Data for this exercise:
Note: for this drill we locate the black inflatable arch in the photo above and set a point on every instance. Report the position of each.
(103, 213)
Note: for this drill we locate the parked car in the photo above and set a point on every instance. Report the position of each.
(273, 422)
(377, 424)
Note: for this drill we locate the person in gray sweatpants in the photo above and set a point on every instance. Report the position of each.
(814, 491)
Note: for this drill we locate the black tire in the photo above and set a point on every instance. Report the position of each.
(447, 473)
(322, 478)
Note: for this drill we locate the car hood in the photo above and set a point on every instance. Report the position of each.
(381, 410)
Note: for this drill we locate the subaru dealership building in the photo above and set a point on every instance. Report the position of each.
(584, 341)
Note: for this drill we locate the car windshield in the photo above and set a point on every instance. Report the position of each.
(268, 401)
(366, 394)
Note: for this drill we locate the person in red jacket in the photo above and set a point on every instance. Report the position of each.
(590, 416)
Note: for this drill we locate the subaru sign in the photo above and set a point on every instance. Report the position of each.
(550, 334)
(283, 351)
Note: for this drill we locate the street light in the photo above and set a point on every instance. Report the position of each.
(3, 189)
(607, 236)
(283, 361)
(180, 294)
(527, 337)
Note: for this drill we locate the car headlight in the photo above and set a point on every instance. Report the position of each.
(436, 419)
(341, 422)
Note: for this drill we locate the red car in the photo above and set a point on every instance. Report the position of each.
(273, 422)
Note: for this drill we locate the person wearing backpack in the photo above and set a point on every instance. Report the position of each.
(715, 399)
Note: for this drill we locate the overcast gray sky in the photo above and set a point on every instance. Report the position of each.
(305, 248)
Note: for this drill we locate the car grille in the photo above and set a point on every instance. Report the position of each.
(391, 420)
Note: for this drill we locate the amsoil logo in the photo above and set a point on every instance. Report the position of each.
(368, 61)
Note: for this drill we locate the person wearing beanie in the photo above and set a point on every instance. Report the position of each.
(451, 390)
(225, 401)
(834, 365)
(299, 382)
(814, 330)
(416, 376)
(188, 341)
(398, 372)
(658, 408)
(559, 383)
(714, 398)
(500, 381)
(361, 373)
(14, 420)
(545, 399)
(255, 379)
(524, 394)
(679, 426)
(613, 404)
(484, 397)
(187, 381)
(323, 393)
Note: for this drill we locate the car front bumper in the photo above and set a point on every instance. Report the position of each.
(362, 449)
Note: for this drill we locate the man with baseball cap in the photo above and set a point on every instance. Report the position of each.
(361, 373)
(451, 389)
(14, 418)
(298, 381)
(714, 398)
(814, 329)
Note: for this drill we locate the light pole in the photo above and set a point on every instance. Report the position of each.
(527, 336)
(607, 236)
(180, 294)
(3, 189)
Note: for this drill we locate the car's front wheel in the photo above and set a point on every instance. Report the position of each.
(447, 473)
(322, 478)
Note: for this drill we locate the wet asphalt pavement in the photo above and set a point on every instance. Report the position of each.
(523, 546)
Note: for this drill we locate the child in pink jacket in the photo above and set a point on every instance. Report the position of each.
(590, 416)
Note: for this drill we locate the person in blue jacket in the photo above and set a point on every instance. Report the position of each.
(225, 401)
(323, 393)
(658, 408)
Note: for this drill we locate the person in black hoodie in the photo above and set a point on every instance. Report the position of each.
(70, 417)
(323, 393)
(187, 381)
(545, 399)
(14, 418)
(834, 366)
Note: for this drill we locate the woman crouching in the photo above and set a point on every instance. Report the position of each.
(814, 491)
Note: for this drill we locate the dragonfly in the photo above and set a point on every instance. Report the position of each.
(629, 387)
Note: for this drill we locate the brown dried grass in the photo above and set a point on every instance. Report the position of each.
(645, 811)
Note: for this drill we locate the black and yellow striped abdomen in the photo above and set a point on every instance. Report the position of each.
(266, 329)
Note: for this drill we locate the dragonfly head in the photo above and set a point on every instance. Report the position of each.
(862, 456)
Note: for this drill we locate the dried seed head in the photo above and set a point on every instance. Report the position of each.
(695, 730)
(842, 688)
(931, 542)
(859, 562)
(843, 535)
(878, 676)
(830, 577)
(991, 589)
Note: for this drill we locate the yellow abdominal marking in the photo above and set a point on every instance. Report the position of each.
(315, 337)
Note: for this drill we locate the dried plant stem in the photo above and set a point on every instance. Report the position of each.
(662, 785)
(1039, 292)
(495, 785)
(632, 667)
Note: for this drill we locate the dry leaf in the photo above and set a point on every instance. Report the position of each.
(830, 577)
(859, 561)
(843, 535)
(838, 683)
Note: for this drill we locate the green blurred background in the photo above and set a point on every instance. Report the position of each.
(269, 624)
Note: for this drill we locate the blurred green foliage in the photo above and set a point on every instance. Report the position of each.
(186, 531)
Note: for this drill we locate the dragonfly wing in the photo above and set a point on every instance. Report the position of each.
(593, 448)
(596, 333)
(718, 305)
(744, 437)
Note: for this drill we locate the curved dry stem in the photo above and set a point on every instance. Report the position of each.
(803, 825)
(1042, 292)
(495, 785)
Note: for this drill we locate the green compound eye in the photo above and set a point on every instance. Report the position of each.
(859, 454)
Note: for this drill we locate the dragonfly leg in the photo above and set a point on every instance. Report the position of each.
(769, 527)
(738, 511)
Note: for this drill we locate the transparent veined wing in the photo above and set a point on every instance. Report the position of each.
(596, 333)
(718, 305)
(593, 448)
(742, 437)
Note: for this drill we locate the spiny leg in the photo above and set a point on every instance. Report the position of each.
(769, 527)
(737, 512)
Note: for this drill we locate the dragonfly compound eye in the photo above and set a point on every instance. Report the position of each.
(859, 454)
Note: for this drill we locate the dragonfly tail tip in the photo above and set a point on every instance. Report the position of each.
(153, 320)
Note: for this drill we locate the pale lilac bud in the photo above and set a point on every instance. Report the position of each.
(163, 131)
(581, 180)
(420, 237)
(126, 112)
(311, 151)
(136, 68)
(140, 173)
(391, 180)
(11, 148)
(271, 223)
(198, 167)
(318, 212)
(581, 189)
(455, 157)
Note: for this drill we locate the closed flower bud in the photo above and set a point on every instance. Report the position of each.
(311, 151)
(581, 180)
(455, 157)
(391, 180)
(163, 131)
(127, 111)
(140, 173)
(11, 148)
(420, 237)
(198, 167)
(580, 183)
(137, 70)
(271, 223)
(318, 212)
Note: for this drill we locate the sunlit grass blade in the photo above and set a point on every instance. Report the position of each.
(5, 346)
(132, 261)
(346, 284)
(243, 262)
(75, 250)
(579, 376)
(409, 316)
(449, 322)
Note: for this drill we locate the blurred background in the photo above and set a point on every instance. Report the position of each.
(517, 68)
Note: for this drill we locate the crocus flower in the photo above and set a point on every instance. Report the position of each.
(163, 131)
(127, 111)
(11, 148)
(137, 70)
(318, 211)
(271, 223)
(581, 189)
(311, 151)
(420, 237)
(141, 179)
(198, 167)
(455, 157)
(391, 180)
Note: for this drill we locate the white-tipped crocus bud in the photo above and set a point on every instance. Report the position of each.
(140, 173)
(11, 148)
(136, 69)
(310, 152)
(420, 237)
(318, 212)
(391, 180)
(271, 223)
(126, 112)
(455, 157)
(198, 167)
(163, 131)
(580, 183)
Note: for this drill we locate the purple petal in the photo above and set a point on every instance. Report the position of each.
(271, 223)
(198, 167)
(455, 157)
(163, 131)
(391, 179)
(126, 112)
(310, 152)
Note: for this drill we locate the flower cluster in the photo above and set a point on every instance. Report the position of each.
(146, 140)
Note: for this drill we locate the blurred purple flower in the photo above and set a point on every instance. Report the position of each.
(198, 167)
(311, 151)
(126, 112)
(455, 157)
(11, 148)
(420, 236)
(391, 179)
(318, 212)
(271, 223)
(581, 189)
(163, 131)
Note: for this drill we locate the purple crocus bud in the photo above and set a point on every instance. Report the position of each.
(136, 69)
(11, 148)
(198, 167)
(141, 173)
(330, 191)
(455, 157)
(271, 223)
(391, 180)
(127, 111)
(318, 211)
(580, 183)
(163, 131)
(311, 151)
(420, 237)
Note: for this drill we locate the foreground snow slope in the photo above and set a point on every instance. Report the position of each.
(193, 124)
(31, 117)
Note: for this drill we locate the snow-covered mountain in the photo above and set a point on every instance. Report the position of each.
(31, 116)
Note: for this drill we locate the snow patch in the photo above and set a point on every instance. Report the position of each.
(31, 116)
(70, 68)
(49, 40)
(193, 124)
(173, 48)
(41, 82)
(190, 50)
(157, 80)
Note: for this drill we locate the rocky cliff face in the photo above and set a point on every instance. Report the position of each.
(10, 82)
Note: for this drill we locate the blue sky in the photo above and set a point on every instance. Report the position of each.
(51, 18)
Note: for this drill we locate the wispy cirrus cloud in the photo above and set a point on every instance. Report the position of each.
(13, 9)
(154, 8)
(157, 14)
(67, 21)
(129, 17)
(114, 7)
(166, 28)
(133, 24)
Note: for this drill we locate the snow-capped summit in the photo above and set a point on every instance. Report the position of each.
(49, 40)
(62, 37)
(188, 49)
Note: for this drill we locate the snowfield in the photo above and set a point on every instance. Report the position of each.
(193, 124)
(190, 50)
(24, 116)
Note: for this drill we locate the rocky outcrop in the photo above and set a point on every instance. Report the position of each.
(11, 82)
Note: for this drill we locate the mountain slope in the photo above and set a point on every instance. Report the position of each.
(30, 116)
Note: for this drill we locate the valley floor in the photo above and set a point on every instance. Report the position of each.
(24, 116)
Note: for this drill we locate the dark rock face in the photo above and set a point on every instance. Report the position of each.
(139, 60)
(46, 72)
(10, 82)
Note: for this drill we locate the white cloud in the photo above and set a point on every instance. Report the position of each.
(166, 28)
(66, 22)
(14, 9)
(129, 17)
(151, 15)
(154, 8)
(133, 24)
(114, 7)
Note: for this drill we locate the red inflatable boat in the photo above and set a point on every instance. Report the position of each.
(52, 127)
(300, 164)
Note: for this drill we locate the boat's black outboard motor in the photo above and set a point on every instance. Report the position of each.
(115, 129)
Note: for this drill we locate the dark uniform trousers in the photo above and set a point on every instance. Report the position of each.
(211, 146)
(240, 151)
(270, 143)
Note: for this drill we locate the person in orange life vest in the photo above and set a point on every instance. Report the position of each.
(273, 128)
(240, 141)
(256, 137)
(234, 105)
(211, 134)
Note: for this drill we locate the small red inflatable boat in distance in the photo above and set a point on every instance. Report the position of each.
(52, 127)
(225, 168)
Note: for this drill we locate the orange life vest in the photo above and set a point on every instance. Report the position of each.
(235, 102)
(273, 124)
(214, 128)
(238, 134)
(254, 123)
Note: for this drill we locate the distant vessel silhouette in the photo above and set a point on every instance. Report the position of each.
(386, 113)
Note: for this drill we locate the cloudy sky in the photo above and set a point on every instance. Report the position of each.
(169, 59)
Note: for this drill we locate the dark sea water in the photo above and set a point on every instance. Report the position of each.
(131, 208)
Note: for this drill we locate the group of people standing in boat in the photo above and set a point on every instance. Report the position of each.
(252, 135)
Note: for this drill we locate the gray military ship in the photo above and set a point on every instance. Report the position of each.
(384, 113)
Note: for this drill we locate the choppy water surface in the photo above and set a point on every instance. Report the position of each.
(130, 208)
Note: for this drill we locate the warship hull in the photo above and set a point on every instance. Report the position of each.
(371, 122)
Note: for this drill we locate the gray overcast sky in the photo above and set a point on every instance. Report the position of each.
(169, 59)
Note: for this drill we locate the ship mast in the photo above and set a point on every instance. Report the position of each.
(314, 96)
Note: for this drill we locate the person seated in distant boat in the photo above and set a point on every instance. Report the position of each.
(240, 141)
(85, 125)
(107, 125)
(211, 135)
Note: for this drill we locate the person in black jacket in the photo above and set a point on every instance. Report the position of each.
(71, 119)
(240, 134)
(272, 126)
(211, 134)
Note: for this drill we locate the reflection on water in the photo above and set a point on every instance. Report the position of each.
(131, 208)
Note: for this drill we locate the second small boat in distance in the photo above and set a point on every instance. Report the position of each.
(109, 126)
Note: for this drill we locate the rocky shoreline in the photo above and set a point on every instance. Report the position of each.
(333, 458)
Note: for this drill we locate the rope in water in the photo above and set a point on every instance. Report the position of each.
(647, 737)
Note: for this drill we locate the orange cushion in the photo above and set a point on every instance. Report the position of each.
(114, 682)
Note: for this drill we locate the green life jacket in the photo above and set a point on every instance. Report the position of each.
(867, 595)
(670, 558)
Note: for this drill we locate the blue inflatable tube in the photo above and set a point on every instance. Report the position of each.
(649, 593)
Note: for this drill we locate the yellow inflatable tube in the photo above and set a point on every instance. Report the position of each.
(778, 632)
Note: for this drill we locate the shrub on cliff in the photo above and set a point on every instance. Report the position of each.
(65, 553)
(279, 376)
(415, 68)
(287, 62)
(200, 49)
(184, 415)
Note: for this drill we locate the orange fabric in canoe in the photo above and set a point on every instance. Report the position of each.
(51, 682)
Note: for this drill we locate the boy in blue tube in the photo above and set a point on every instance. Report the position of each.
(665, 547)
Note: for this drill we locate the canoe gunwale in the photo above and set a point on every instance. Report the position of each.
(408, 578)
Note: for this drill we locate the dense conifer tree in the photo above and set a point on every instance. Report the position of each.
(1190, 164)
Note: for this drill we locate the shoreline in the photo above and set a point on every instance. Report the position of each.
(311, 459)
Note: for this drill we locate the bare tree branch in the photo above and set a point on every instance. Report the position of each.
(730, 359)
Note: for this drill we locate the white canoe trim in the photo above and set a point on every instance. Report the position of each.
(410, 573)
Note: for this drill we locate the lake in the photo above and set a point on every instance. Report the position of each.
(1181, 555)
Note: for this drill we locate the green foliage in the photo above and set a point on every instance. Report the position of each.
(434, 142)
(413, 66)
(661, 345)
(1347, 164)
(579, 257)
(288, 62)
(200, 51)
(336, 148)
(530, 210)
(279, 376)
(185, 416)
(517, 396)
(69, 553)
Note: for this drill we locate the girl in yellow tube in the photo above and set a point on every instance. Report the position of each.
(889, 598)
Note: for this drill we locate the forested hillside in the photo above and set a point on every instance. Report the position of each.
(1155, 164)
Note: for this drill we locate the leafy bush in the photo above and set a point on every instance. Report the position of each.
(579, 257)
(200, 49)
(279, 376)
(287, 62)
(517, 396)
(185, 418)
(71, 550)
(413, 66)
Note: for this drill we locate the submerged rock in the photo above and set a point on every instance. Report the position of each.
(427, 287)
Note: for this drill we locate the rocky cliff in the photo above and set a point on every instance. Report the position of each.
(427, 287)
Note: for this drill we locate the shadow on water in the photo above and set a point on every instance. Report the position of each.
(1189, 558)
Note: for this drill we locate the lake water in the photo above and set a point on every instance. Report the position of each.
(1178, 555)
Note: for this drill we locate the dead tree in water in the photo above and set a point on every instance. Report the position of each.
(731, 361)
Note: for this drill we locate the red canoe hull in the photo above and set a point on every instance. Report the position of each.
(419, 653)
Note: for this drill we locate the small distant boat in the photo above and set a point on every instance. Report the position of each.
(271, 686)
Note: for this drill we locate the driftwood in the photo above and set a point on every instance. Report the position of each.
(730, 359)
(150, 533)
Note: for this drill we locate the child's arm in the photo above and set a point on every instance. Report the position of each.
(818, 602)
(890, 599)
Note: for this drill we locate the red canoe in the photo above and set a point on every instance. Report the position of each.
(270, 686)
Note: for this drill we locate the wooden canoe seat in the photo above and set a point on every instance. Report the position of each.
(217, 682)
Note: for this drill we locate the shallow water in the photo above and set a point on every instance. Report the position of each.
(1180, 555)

Required work:
Extract, exactly as they appear, the lines from the one containing "Note: for this drill we locate the lake water" through the final line.

Output:
Note: for this drill we locate the lake water in the photo above and set a point on every instance. Report the position of each.
(1178, 555)
Note: for this drill we locate the dead tree in water in the photo above and set a point on every instance. Report the position of each.
(731, 361)
Note: for this drill we locate the red canoe hull in the photo above and set a point on every instance. Report the position of each.
(419, 653)
Note: for this drill we locate the small distant boat in the photo above and set a point on every instance. Report the position of each.
(271, 686)
Note: for this drill we locate the driftwood in the photo above and set a point on every instance. Report the position of each.
(730, 359)
(150, 533)
Note: for this drill we locate the child's arm in the photo above and set a point on every instance. Report the position of each.
(818, 602)
(890, 599)
Note: for this drill we locate the red canoe in the photo above and set a point on every instance. Report the position of each.
(270, 686)
Note: for this drill we locate the wooden canoe seat in the photo above and set a point on every instance. Report the position of each.
(217, 682)
Note: for this drill we locate the shallow water in the photo above and set a point on every instance. Report the position of each.
(1180, 555)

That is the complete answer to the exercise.